→ SHORT PROBLEM
Reproduce the entries word for word, and omit any picture you find in them.

Stored data entries
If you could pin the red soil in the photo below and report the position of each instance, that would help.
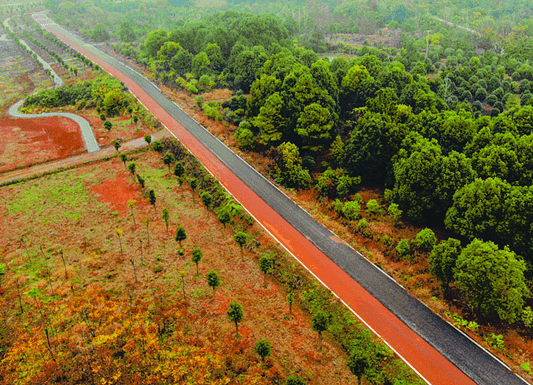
(416, 352)
(44, 139)
(116, 193)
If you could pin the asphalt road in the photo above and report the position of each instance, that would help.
(475, 362)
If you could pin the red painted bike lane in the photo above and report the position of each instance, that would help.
(417, 353)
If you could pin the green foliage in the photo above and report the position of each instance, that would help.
(293, 380)
(443, 259)
(157, 146)
(181, 235)
(527, 317)
(213, 280)
(492, 280)
(179, 170)
(403, 248)
(166, 217)
(373, 207)
(358, 363)
(140, 179)
(320, 322)
(196, 256)
(131, 168)
(351, 210)
(245, 139)
(425, 239)
(288, 166)
(265, 264)
(235, 314)
(336, 183)
(168, 159)
(263, 348)
(151, 197)
(394, 212)
(207, 199)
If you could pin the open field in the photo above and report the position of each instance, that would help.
(83, 215)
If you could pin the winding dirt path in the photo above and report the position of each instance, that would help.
(338, 276)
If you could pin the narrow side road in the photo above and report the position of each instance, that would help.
(437, 351)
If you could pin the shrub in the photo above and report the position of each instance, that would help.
(426, 239)
(372, 207)
(351, 210)
(394, 212)
(403, 248)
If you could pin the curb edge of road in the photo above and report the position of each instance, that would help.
(373, 264)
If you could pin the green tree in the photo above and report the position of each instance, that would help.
(314, 126)
(492, 280)
(224, 216)
(320, 322)
(213, 280)
(140, 179)
(235, 314)
(265, 264)
(168, 159)
(166, 217)
(425, 239)
(148, 139)
(358, 363)
(394, 212)
(124, 159)
(478, 209)
(416, 173)
(271, 121)
(100, 33)
(290, 301)
(201, 64)
(288, 166)
(179, 170)
(181, 63)
(181, 235)
(151, 197)
(241, 238)
(197, 256)
(155, 40)
(131, 167)
(403, 248)
(263, 349)
(443, 259)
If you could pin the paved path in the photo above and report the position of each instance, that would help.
(91, 145)
(45, 168)
(431, 346)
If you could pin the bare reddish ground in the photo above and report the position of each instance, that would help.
(44, 139)
(116, 193)
(429, 363)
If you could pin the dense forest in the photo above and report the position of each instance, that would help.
(442, 120)
(430, 103)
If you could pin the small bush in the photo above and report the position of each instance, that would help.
(373, 207)
(351, 210)
(426, 239)
(403, 248)
(362, 224)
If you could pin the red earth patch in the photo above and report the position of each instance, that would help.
(29, 141)
(116, 193)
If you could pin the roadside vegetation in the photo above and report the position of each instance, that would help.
(408, 135)
(140, 289)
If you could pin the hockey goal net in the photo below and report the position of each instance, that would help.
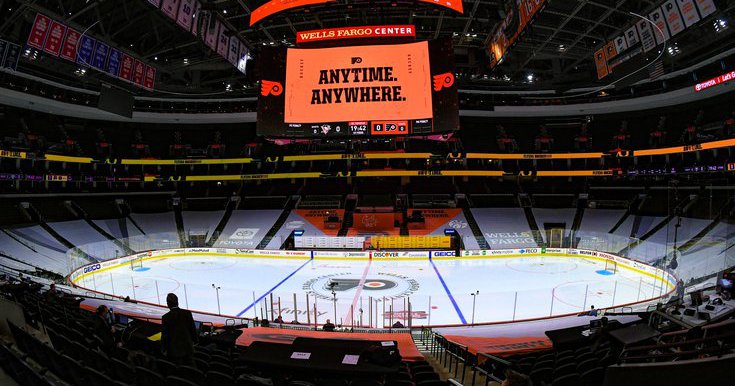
(136, 263)
(611, 266)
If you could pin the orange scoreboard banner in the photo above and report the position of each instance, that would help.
(364, 32)
(510, 29)
(348, 84)
(275, 6)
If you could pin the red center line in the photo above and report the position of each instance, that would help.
(351, 312)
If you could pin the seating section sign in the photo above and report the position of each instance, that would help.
(59, 40)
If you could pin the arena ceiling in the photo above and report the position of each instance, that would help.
(557, 49)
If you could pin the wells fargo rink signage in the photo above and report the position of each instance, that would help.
(364, 32)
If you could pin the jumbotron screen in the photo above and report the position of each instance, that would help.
(397, 89)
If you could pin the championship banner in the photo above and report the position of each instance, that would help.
(706, 7)
(186, 14)
(512, 27)
(113, 62)
(12, 55)
(714, 82)
(275, 6)
(195, 18)
(620, 44)
(170, 8)
(234, 51)
(138, 72)
(85, 50)
(688, 11)
(659, 20)
(673, 17)
(71, 42)
(242, 58)
(55, 38)
(631, 36)
(601, 63)
(647, 38)
(126, 67)
(150, 78)
(223, 42)
(39, 31)
(366, 32)
(99, 60)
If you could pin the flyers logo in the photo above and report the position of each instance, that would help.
(268, 87)
(444, 80)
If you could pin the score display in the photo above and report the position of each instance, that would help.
(397, 89)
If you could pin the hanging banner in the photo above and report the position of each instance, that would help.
(150, 78)
(55, 38)
(511, 28)
(186, 14)
(688, 11)
(620, 44)
(71, 41)
(234, 50)
(242, 60)
(195, 18)
(138, 72)
(99, 60)
(171, 8)
(12, 55)
(631, 36)
(673, 17)
(610, 52)
(211, 32)
(647, 39)
(85, 50)
(223, 43)
(660, 32)
(706, 7)
(601, 63)
(126, 67)
(113, 62)
(39, 31)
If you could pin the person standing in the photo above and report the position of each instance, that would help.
(179, 333)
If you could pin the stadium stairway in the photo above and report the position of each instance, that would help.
(524, 200)
(290, 205)
(348, 219)
(633, 207)
(578, 216)
(180, 223)
(231, 205)
(724, 211)
(83, 214)
(472, 223)
(38, 217)
(678, 210)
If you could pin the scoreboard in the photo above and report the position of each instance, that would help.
(372, 90)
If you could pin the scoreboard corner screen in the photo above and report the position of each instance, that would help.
(374, 90)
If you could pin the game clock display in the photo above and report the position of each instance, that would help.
(379, 90)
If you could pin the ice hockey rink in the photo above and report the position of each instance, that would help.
(378, 292)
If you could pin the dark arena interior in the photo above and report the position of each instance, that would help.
(367, 192)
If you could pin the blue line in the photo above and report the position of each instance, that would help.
(273, 289)
(449, 293)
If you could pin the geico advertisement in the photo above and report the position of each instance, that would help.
(358, 83)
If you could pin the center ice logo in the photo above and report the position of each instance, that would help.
(377, 285)
(370, 284)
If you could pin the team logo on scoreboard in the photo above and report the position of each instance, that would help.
(268, 87)
(382, 284)
(444, 80)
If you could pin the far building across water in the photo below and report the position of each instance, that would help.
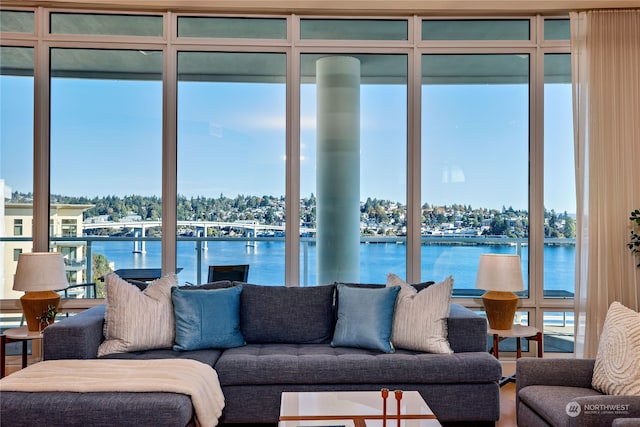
(65, 221)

→ RESULT OF THIS TASK
If you could pin the red soil in the photo below and report the position of each instance, that would help.
(416, 352)
(44, 139)
(116, 193)
If you could pin the asphalt road in the photo above and report the position of each instance, that would help.
(475, 362)
If you could pin the red painted bike lane in the photo above and report the position of each instance, that would help.
(417, 353)
If you could pin the green foliage in the photo above and report the position of each instance, that would help.
(293, 380)
(443, 259)
(157, 146)
(181, 235)
(527, 317)
(213, 280)
(492, 280)
(179, 170)
(403, 248)
(166, 217)
(373, 207)
(358, 363)
(140, 179)
(320, 322)
(196, 256)
(131, 168)
(351, 210)
(245, 139)
(425, 239)
(288, 166)
(265, 264)
(235, 314)
(336, 183)
(168, 159)
(263, 348)
(151, 197)
(394, 212)
(207, 199)
If you could pin the open field in the photo above and report the position of each instance, that would help.
(83, 215)
If you could pin the winding dirt path in the photo above and report the position of each instance, that would help.
(338, 276)
If you could pin the narrow side road in the photo above and report the position of each instance, that would help.
(437, 351)
If you could pin the shrub in the photo above and report the position of each instance, that would help.
(426, 239)
(372, 207)
(351, 210)
(394, 212)
(403, 248)
If you could pin the curb edge of road in the photo above and report the position of each instance, that would help.
(373, 264)
If you could pin the green tree in the photo above and report the position of each instance, that would help.
(314, 126)
(492, 280)
(224, 216)
(320, 322)
(213, 280)
(140, 179)
(235, 314)
(265, 264)
(168, 159)
(166, 217)
(425, 239)
(148, 139)
(358, 363)
(394, 212)
(124, 159)
(478, 209)
(416, 173)
(271, 121)
(100, 33)
(290, 301)
(201, 64)
(288, 166)
(179, 170)
(181, 63)
(181, 235)
(151, 197)
(241, 238)
(197, 256)
(155, 40)
(131, 167)
(403, 248)
(263, 349)
(443, 259)
If you could pin the paved path in the photo above and report the position of each instance, that would help.
(91, 145)
(45, 168)
(431, 346)
If you could pin the bare reddish ground in the photo above and report the position of each instance, that would help.
(44, 139)
(116, 193)
(429, 363)
If you could pin the dense forest in the photo above and report the position of each instance, that would help.
(442, 120)
(430, 103)
If you could pin the small bush in the photo above and report the position of each instance, that would help.
(373, 207)
(351, 210)
(426, 239)
(403, 248)
(362, 224)
If you could pin the red earth patch in the photo above and report the position of each instance, that would help.
(29, 141)
(116, 193)
If you could pin the roadside vegetation in the photo above and report the position of each instance, that would help.
(408, 135)
(140, 289)
If you could pin the hockey goal net in the photo below and report the position of each instance, that would help.
(136, 263)
(611, 266)
If you could pin the orange scoreboard banner in the photo above and report the position of each instance, that would help.
(364, 32)
(510, 29)
(348, 84)
(275, 6)
If you could pin the red center line in the photo above and report the position of each instance, that would help.
(351, 312)
If you could pin the seating section sign in the photo above and report the position of each instance, that would help.
(59, 40)
If you could pin the arena ceiling in the photo above and report the position of each instance, that would help.
(557, 49)
If you could pin the wells fargo rink signage in the photo above and report the position of each instance, that would help.
(364, 32)
If you could pin the jumbotron screen in the photo above and report the position of each instance, that would help.
(397, 89)
If you could pin the championship banner in the photo above and report the position of each instance, that would help.
(706, 7)
(186, 14)
(512, 27)
(113, 62)
(12, 55)
(714, 82)
(275, 6)
(195, 18)
(620, 44)
(170, 8)
(234, 51)
(138, 72)
(85, 50)
(688, 11)
(659, 20)
(673, 17)
(71, 42)
(242, 58)
(55, 38)
(631, 36)
(601, 63)
(647, 38)
(126, 67)
(150, 78)
(223, 42)
(39, 31)
(366, 32)
(99, 60)
If you could pin the flyers logo in the photo above and report the position of each instance, that would help.
(268, 87)
(444, 80)
If you could pin the score display in the photo above and report the position of each instance, that would help.
(397, 89)
If you could pin the hanging banner in the photo above and report the position of each instance, that would help.
(150, 78)
(55, 38)
(511, 28)
(186, 14)
(688, 11)
(620, 44)
(71, 41)
(234, 50)
(242, 60)
(195, 18)
(138, 72)
(99, 60)
(171, 8)
(12, 55)
(631, 36)
(673, 17)
(610, 52)
(211, 32)
(647, 39)
(85, 50)
(223, 43)
(660, 32)
(706, 7)
(601, 63)
(126, 67)
(113, 62)
(39, 31)
If you could pin the person standing in the photo above and report the position of each instance, that would help.
(179, 333)
If you could pin the stadium stairway in the photo above and report the position of each instance, that would help.
(524, 200)
(290, 205)
(348, 219)
(633, 207)
(578, 216)
(180, 223)
(231, 205)
(724, 211)
(83, 214)
(472, 223)
(38, 217)
(678, 210)
If you could pin the scoreboard in the photo above and report the position of each instance, that would help.
(372, 90)
If you could pin the scoreboard corner screen in the photo above and report the position of each instance, that would help.
(374, 90)
If you could pin the game clock display in the photo above and report the position of each instance, that would help.
(379, 90)
If you could pin the ice hockey rink in the photo above and report the position of each instance, that would help.
(378, 292)
If you could pin the dark arena interior in the photo above and report the position of each instance, that would help.
(367, 192)
If you could pin the blue line in the photo above and report the position of each instance, that would help.
(273, 289)
(449, 293)
If you could pin the geico advertisement in the photo above and report the position of each instance, that would help.
(358, 83)
If you could pin the center ice logo in the photo above and report the position of each instance, that would help.
(377, 285)
(370, 284)
If you could pin the team logo on scoreboard in the photo above and report the position of each instance, that would help.
(268, 87)
(382, 284)
(444, 80)
If you could pin the far building across water in the photo below and report the position of each instance, that would help.
(65, 221)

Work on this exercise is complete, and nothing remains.